Saved entries:
※

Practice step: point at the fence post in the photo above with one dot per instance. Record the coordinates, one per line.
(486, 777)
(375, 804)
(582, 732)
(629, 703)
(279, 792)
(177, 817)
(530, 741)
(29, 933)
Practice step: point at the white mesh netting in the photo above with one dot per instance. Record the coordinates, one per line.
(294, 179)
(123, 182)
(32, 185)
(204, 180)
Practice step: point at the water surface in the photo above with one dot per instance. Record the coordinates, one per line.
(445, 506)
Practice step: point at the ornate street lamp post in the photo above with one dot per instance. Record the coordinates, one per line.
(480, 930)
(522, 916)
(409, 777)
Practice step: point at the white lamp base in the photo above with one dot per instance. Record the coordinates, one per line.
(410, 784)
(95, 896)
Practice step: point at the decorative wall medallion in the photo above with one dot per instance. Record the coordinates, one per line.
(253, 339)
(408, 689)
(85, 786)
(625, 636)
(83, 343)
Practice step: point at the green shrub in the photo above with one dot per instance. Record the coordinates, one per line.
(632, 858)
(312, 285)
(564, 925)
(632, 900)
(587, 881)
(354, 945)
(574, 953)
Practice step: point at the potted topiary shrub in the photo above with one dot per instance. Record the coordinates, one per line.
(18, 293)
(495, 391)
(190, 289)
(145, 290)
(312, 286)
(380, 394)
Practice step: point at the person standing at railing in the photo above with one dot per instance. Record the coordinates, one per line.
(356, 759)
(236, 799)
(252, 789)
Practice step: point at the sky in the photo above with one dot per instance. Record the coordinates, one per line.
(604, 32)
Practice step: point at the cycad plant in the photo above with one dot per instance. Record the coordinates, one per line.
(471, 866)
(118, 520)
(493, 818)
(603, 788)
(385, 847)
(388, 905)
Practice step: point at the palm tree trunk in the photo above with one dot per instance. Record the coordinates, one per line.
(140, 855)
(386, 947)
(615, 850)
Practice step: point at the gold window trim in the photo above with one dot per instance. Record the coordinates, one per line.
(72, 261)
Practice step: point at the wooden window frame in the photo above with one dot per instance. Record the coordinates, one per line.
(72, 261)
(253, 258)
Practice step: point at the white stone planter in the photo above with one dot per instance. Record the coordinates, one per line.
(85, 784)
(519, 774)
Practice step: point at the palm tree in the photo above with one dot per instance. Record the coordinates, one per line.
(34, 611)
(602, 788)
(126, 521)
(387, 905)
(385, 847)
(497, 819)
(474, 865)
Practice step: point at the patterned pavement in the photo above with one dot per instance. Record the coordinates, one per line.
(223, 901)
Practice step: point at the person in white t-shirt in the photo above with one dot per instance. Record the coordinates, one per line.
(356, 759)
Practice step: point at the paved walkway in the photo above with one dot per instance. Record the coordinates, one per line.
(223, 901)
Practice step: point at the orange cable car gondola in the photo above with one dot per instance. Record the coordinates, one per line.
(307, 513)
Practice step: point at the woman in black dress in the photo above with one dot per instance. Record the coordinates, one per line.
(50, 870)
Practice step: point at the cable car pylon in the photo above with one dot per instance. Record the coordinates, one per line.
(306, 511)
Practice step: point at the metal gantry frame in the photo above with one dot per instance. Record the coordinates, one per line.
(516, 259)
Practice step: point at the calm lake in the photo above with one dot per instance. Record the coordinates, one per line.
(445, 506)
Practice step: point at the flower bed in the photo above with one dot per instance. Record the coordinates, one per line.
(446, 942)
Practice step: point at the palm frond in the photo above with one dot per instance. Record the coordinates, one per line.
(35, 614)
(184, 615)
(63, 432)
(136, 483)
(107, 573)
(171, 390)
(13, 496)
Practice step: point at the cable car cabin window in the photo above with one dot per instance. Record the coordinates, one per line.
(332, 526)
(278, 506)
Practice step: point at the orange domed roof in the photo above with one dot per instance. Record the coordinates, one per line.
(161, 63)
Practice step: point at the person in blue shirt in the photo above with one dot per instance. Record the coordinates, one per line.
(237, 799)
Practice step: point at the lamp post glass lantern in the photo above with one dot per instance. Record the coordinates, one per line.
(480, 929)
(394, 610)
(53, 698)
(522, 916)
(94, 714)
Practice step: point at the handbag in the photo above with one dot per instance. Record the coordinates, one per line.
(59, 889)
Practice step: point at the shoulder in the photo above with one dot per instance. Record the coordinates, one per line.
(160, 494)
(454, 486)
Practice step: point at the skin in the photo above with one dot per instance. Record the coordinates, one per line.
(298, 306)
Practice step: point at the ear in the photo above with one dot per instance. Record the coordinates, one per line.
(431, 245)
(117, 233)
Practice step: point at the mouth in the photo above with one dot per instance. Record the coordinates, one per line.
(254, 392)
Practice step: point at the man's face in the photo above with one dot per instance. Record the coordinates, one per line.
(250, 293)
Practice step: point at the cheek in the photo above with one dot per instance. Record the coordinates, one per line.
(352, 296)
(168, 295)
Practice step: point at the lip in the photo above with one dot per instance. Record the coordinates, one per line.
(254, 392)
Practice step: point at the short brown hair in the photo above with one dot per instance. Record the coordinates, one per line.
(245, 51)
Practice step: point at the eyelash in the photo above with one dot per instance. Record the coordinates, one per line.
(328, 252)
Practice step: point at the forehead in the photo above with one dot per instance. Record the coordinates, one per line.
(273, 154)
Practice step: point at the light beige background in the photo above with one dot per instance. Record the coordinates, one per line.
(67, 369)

※

● **What you should do**: Set down all of the entries exactly, please.

● **Task response**:
Practice step: point at the fence post in the photo above with one dot per instance. Record the coordinates, one per line.
(486, 777)
(375, 804)
(582, 732)
(629, 703)
(279, 792)
(177, 817)
(530, 741)
(29, 933)
Practice step: point at the white mesh netting in the photo above with one dot per instance. Record the coordinates, one per line.
(294, 179)
(123, 182)
(32, 185)
(204, 180)
Practice step: point at the water surface in the photo above with one dot per instance. Record the coordinates, one per line.
(445, 506)
Practice step: point at the ornate street lamp post in the photo above with one dot per instance. Record the coordinates, one per line.
(480, 930)
(522, 916)
(409, 777)
Practice step: point at the white lamp base in the photo above with one dot per instance. Record the coordinates, one per line.
(410, 784)
(95, 896)
Practice step: point at the decorative wall medallion in the photo above with one dot per instance. Record the coordinates, one per line.
(253, 339)
(408, 689)
(85, 786)
(625, 636)
(83, 343)
Practice step: point at the green shrub in the photo above with one dot per instance. Record the coordinates, one per line.
(632, 858)
(312, 285)
(564, 925)
(632, 900)
(587, 881)
(354, 945)
(574, 953)
Practice step: point at the potted topiary shrub in the photo above with one dot per instance. Record the coordinates, one per line.
(18, 293)
(495, 391)
(190, 289)
(145, 290)
(312, 286)
(380, 394)
Practice step: point at the person standing at railing in the photo above with one dot per instance. Record the coordinates, one per line.
(356, 759)
(236, 799)
(252, 789)
Practice step: point at the sky in the photo above with one dot per instance. Record the coordinates, one per line.
(604, 32)
Practice step: point at the cycad plant in the photo above with one dot per instance. Record the coordinates, one per line.
(471, 866)
(118, 520)
(493, 818)
(603, 788)
(385, 847)
(388, 905)
Practice step: point at the palm tree trunk in the photo above with one dot per instance. Record the coordinates, one per line.
(140, 855)
(386, 947)
(615, 850)
Practice step: point at the gold window trim in the photo above with one dot per instance. Record the coordinates, one per line.
(72, 261)
Practice step: point at the wooden window frame in the photo above with one dot per instance. Record the coordinates, one per line.
(72, 261)
(253, 258)
Practice step: point at the white stone planter in the photo above with one dot per instance. Record the coordinates, one per line.
(85, 784)
(519, 774)
Practice step: point at the palm tree in the photo above with one dot per instance. Record the coordinates, one per line.
(34, 611)
(602, 788)
(126, 521)
(387, 905)
(385, 847)
(497, 819)
(474, 865)
Practice step: point at the patterned pavement in the photo above with one dot per instance. Record the coordinates, one per line.
(223, 901)
Practice step: point at the person in white t-shirt in the photo above with one dot per instance. Record the coordinates, one per line.
(356, 759)
Practice step: point at the paved walkway in the photo above with one dot per instance. Record the coordinates, one per line.
(223, 901)
Practice step: point at the orange cable car gondola in the photo above with one dot per instance. Record the coordinates, one per line.
(307, 513)
Practice step: point at the woman in black dress in the photo above with one dot per instance. Record the coordinates, one per line.
(50, 870)
Practice step: point at the cable car pylon in the photo above with one dot per instance. Record the coordinates, one per line.
(306, 511)
Practice step: point at the metal gantry frame in the photo above with one dot per instance. Record the coordinates, one per line.
(516, 259)
Practice step: point at the calm lake in the photo above with one dot per instance. Record the coordinates, one per line.
(445, 506)
Practice step: point at the flower bed in the photo above with one dot per instance. Record the coordinates, one per line.
(446, 942)
Practice step: point at the palm frond in the photo above with one dot per instance. Record the coordinates, one per line.
(35, 614)
(184, 615)
(63, 432)
(136, 483)
(107, 573)
(171, 390)
(13, 496)
Practice step: point at the cable car cabin window in the photo above with one dot per instance. Record the coordinates, one per line.
(332, 526)
(278, 506)
Practice step: point at the orange domed roof in the photo above with one dot per instance. Record the coordinates, one per line.
(161, 63)
Practice step: point at the person in blue shirt in the photo above with one dot per instance. Record the coordinates, one per line.
(237, 799)
Practice step: point at the lamp post glass lantern in the photo above with one dot per instance. Record the coordinates, one per line.
(480, 929)
(394, 610)
(53, 698)
(522, 916)
(94, 714)
Practice step: point at the handbag in the photo above with one dot per instance. Record the coordinates, one per line.
(59, 889)
Practice step: point at the shoulder in the photo above with one dot per instance. Record the coordinates, one per line.
(160, 494)
(454, 486)
Practice step: point at the skin in the photo above with one dot per instance. Record the coordinates, one per line.
(298, 306)
Practice step: point at the ear in the photo above with one dot per instance. Record the coordinates, one per line.
(431, 245)
(117, 233)
Practice step: point at the mouth in the photo above with one dot per instance. Record the coordinates, one per line.
(254, 392)
Practice step: point at the man's face in the photo above with one dot per instance. Record the coordinates, one per line.
(250, 293)
Practice step: point at the cheek in the photo above with one dot per instance. Record the coordinates, one per line.
(352, 296)
(168, 295)
Practice step: point at the lip in the photo above with one dot per instance. Record the coordinates, one per line.
(254, 392)
Practice step: point at the short brown hair in the photo above with one dot per instance. Record the coordinates, one per line.
(245, 51)
Practice step: point at the eyelash in the photo above with one dot per instance. Record the coordinates, one per line.
(328, 252)
Practice step: point at the forehead in the photo above with one dot per instance. Record the coordinates, one per line.
(273, 154)
Practice step: point at the light beige background in the photo above with one dot per instance. Record the coordinates, one per line.
(67, 369)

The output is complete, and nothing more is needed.